### Task objective
Write out all of the items below again, swapping every "keypoint" for "marker" and leaving everything else unchanged. Leave the pictures out.

----------------------------------------

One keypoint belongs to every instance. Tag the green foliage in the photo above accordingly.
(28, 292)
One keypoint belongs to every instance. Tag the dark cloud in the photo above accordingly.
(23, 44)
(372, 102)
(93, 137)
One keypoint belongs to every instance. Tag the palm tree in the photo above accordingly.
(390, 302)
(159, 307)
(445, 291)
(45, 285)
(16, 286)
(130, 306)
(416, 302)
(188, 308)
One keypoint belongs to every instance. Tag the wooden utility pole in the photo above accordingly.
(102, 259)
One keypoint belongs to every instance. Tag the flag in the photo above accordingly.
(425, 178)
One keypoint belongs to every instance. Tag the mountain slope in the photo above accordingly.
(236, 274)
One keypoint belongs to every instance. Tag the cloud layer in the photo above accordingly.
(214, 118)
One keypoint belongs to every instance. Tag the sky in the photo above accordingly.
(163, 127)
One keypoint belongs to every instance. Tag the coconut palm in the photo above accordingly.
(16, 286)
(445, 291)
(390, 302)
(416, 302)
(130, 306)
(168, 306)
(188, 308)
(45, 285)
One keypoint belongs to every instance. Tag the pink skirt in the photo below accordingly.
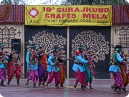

----------------------------------------

### Result of this task
One marker belongs to every instance. Tag the green foliage in the photo above accordingly.
(28, 292)
One marker belongs to every instance. Tag the dark cloud in the photo above accordingly.
(23, 44)
(372, 102)
(93, 137)
One marker belongs to every instance. Tag the palm tree in the photo above accordingly.
(390, 302)
(159, 307)
(445, 291)
(45, 285)
(16, 286)
(130, 306)
(416, 302)
(188, 308)
One marker belongs to every instance. Tag the wooden utility pole in the photo above accordingly.
(102, 259)
One marker belongs to every instance. Tag the flag in the photo above accordingly.
(425, 178)
One marker belongs to every instance. Tag the mountain slope in the photo above accordingly.
(236, 274)
One marker belongs to every instance. Tag the cloud layer in the photo above accordingly.
(214, 118)
One marker belongs to every instance. Tag the sky in the photo above accordingly.
(163, 127)
One marker belongs to every instance. Tag the coconut palm in the photo above accordingly.
(16, 286)
(445, 291)
(390, 302)
(416, 302)
(130, 306)
(168, 306)
(188, 308)
(45, 285)
One marker belongs to every instance. Tag the pink skirt in the photo below accordingly.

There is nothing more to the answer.